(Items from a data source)
= = = =

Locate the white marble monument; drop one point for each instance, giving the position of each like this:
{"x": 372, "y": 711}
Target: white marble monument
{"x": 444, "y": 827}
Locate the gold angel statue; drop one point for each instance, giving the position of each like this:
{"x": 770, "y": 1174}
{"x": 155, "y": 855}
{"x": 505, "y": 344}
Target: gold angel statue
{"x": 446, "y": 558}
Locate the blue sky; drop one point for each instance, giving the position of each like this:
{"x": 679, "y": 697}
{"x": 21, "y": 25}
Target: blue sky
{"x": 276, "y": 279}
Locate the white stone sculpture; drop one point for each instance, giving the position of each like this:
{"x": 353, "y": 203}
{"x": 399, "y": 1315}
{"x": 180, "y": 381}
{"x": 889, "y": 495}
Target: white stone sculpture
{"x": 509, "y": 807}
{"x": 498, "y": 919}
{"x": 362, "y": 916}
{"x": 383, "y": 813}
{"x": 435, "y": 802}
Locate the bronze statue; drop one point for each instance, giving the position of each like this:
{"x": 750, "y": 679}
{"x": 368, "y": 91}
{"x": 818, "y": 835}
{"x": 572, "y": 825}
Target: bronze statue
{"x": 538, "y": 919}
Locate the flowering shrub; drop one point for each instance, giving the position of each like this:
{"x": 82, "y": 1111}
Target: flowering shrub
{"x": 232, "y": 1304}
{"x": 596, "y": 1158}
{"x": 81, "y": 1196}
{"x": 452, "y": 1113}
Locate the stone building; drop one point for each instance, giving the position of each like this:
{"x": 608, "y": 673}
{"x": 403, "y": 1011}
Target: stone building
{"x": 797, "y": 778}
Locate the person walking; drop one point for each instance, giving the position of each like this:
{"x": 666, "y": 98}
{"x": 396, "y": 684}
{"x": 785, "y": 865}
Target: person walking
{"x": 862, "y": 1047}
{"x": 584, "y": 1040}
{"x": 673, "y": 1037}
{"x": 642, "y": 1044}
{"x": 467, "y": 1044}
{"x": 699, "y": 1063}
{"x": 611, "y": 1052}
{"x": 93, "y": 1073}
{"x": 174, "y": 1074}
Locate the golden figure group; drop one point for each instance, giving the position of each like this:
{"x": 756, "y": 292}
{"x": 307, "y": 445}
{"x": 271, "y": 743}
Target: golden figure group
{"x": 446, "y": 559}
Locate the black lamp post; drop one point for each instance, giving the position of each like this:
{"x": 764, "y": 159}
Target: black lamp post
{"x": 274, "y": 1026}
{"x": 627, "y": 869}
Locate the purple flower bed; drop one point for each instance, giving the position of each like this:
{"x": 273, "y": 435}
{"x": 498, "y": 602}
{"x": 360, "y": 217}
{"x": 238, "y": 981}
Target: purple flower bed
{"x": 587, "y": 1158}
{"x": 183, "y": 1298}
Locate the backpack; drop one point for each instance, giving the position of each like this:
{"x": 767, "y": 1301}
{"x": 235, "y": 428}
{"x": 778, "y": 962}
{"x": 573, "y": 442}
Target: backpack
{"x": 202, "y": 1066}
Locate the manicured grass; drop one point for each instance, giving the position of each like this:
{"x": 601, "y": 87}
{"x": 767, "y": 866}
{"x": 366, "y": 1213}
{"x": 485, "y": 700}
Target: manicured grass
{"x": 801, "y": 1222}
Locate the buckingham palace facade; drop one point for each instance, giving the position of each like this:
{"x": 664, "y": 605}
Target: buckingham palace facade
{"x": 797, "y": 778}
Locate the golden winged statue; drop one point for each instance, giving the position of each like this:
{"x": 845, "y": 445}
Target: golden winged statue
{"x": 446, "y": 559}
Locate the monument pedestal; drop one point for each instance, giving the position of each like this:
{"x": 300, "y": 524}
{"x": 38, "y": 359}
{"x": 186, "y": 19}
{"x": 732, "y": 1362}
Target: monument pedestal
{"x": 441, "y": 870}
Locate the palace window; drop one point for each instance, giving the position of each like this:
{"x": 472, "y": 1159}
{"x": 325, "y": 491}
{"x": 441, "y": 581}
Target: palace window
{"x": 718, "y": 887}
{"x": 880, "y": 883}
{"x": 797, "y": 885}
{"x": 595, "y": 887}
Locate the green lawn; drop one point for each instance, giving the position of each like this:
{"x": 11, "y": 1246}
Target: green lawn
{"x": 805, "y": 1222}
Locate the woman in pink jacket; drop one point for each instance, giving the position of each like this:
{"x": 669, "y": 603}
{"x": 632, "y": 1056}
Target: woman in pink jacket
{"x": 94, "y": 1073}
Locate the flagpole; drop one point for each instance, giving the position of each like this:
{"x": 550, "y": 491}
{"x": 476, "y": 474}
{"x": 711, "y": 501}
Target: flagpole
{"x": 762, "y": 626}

= = = =

■ Aim of the exercise
Reproduce the entries above in full, exactly as they read.

■ Solution to this task
Locate the white marble monument; drop one point for each instance, giving the position of each like this:
{"x": 372, "y": 711}
Target: white marble monument
{"x": 444, "y": 827}
Locate the gold angel statue; drop one point for each instance, giving the position of each like this:
{"x": 770, "y": 1174}
{"x": 155, "y": 855}
{"x": 505, "y": 344}
Target: gold angel statue
{"x": 446, "y": 558}
Locate the blue sky; drop one point for each instance, giving the position of each like this:
{"x": 679, "y": 697}
{"x": 21, "y": 25}
Target: blue sky
{"x": 276, "y": 279}
Locate the white stone sculpture; drop one point for each instance, giving the position of each like this:
{"x": 353, "y": 203}
{"x": 399, "y": 1315}
{"x": 180, "y": 381}
{"x": 889, "y": 495}
Target: white stone sculpture
{"x": 509, "y": 807}
{"x": 498, "y": 919}
{"x": 362, "y": 916}
{"x": 383, "y": 813}
{"x": 435, "y": 802}
Locate the bronze statue; drop one point for each instance, giving the position of each like this:
{"x": 750, "y": 679}
{"x": 368, "y": 91}
{"x": 818, "y": 835}
{"x": 572, "y": 825}
Target: bronze statue
{"x": 538, "y": 919}
Locate the flowering shrub; drop one point for each instance, giving the position of each like this:
{"x": 82, "y": 1111}
Target: flowering shrub
{"x": 232, "y": 1304}
{"x": 596, "y": 1158}
{"x": 81, "y": 1196}
{"x": 452, "y": 1113}
Locate the stone building; drop one point for each instance, giving the position of each like this:
{"x": 608, "y": 673}
{"x": 403, "y": 1011}
Target: stone building
{"x": 797, "y": 778}
Locate the person walking; drop one point for each instance, giving the position of each like this:
{"x": 666, "y": 98}
{"x": 396, "y": 684}
{"x": 785, "y": 865}
Target: person walking
{"x": 862, "y": 1047}
{"x": 584, "y": 1040}
{"x": 673, "y": 1037}
{"x": 642, "y": 1044}
{"x": 467, "y": 1044}
{"x": 699, "y": 1063}
{"x": 611, "y": 1052}
{"x": 93, "y": 1073}
{"x": 174, "y": 1074}
Locate the golden figure group; drop one point for each instance, giving the position of each like this:
{"x": 756, "y": 292}
{"x": 307, "y": 445}
{"x": 271, "y": 743}
Target: golden figure group
{"x": 446, "y": 559}
Locate the black lamp post; drop one point for each instance, giving the position of each like this:
{"x": 764, "y": 159}
Target: black lamp post
{"x": 274, "y": 1026}
{"x": 627, "y": 869}
Locate the purple flower bed; drop one point for each instance, giving the position of each like this:
{"x": 273, "y": 435}
{"x": 498, "y": 602}
{"x": 360, "y": 217}
{"x": 238, "y": 981}
Target: purple flower bed
{"x": 587, "y": 1158}
{"x": 183, "y": 1298}
Locate the backpack; drop one point for each instance, giving the position of each like this:
{"x": 767, "y": 1301}
{"x": 235, "y": 428}
{"x": 778, "y": 962}
{"x": 573, "y": 442}
Target: backpack
{"x": 202, "y": 1066}
Locate the manicured grass; drop one point for each instance, giving the position of each like this:
{"x": 601, "y": 87}
{"x": 767, "y": 866}
{"x": 366, "y": 1213}
{"x": 485, "y": 700}
Target: manicured grass
{"x": 801, "y": 1222}
Locate the buckingham palace facade; drop one point for each instance, giving the position of each like this:
{"x": 664, "y": 605}
Target: buckingham palace facade
{"x": 797, "y": 778}
Locate the golden winged statue; drop one point for each instance, giving the position of each like this:
{"x": 845, "y": 445}
Target: golden winged statue
{"x": 446, "y": 559}
Locate the monument pedestal; drop one point for each instance, giving the position of each like this:
{"x": 300, "y": 524}
{"x": 38, "y": 359}
{"x": 186, "y": 19}
{"x": 732, "y": 1362}
Target: monument pedestal
{"x": 441, "y": 870}
Locate the palace window; drop one point for each instance, giving the position of each like this:
{"x": 472, "y": 1159}
{"x": 325, "y": 491}
{"x": 441, "y": 581}
Target: palace window
{"x": 718, "y": 887}
{"x": 880, "y": 883}
{"x": 797, "y": 885}
{"x": 595, "y": 887}
Locate the green lawn; drop one point for each instance, giving the position of each like this:
{"x": 11, "y": 1246}
Target: green lawn
{"x": 805, "y": 1222}
Locate the woman in pink jacket; drop one point for each instance, giving the position of each like this:
{"x": 669, "y": 603}
{"x": 632, "y": 1056}
Target: woman in pink jacket
{"x": 94, "y": 1073}
Locate the flagpole; drop one point for each instance, giving the position of each like this:
{"x": 550, "y": 491}
{"x": 476, "y": 474}
{"x": 711, "y": 501}
Target: flagpole
{"x": 762, "y": 626}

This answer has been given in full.